**LISTA DE EXERCÍCIOS**
[a] Segundo o texto sobre Watchmen, por que o filme não tem nada demais enquanto cinema? Responda em uma a três frases.
[b] Reproduza do texto sobre Watchmen o trecho que vai de "Não sei se isso" até "ação da década).".

**TRECHO DO DOCUMENTO**
= = =
Não sei se isso tudo argumenta a favor do meu ponto: enquanto cinema, Watchmen não tem nada demais, nem os efeitos, nem som, nem edição. Tem tudo que um filme de super-herói tem, mas em termos de edição de imagem e som tá bem atrás do nível que filmes com "Dark Knight" e "Ultimato Bourne" conseguiram, filmes de ação que traçaram novas marcas de qualidade pra filmes de ação (com certeza, os dois melhores filmes de ação da década).
Agora vamos falar bem do filme, ou melhor, da história, coisas que não são óbvias, ou não tão óbvias assim, por isso não leia se não viu o filme ou o livro, ou se quiser ler não me responsabilizo pelos eventuais spoilers. Dica 1: não é um filme de super-herói do mesmo tipo que é Batman ou Homem-Aranha, tente ver o filme como um filme de heróis sobre heróis, é metalinguagem em essência, um ensaio: o que aconteceria se tivessemos super-heróis andando pelas ruas (o que "os incriveis" fez, mas para crianças). Há uma lição aí também, nesse papel dos heróis na sociedade, lembra do Superman, num dos filmes ele pega todas as bombas nucleares e joga elas no sol. Aqui, o equivalente ao Super-man, o Dr. Manhattan é um físico nuclear! que trabalha num centro de pesquisa militar! que foi ao vietnã estraçalhar vietcongs! Cena fundamental: Dr. Manhattan e o Comediante estão num bar, no vietnã, tocando Janis Joplin ao fundo, quando chega uma mulher grávida e diz que o filho é do Comediante. Eles discutem, ela quebra uma garrafa e faz um corte na face dele. Ele puxa a arma. Dr. Manhattan pede para ele não fazer isso, mas ele atira assim mesmo. o Comediante diz:
- Você podia ter me parado, porque não fez?
- ...
- Você não dá a mínima pra humanidade.
Viu: o supostamente bom herói nada mais é do que alguém sem coração, que não dá a mínima pra humanidade.
= = =
**Trecho do conjunto de dados**
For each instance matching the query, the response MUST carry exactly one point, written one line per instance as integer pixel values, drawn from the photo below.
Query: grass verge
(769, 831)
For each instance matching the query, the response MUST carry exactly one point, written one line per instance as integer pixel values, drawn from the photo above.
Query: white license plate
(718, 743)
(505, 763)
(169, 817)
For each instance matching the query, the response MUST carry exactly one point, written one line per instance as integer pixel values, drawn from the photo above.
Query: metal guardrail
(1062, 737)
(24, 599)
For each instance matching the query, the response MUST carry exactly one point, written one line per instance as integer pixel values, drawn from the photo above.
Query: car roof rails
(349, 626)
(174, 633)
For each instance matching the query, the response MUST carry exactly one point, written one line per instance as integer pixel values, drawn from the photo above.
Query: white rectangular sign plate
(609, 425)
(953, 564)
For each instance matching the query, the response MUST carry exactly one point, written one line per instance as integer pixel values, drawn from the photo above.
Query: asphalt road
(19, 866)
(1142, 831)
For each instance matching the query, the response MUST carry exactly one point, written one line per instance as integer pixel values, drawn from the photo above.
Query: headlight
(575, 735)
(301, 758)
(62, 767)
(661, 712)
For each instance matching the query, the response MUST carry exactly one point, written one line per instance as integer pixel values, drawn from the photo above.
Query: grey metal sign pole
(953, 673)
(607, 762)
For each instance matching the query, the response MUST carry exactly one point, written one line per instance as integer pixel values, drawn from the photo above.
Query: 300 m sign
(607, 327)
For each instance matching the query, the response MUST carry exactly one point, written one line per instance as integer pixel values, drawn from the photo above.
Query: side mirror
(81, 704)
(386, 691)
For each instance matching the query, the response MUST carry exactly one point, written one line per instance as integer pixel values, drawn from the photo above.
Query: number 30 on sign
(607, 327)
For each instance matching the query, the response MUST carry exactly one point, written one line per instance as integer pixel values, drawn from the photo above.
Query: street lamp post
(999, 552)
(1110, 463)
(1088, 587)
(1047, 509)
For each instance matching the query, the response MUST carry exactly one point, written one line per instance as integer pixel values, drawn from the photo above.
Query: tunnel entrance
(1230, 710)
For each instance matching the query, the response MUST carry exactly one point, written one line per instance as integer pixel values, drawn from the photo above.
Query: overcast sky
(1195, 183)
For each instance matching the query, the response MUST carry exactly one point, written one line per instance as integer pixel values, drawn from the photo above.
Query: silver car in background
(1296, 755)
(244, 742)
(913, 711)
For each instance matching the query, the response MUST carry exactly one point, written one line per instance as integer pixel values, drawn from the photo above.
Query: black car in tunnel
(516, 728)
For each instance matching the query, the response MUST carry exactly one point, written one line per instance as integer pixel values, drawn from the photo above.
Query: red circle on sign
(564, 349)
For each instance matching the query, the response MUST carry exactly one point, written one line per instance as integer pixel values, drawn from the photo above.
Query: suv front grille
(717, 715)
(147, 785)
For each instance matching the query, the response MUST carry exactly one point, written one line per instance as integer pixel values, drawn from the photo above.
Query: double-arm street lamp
= = =
**RESPOSTAS DO EXERCÍCIO**
[a] Apesar de ter tudo o que um filme de super-herói tem, Watchmen fica bem atrás em edição de imagem e som. Fica abaixo do nível alcançado por "Dark Knight" e "Ultimato Bourne", filmes que criaram novas marcas de qualidade para os filmes de ação.

[b]
Não sei se isso tudo argumenta a favor do meu ponto: enquanto cinema, Watchmen não tem nada demais, nem os efeitos, nem som, nem edição. Tem tudo que um filme de super-herói tem, mas em termos de edição de imagem e som tá bem atrás do nível que filmes com "Dark Knight" e "Ultimato Bourne" conseguiram, filmes de ação que traçaram novas marcas de qualidade pra filmes de ação (com certeza, os dois melhores filmes de ação da década).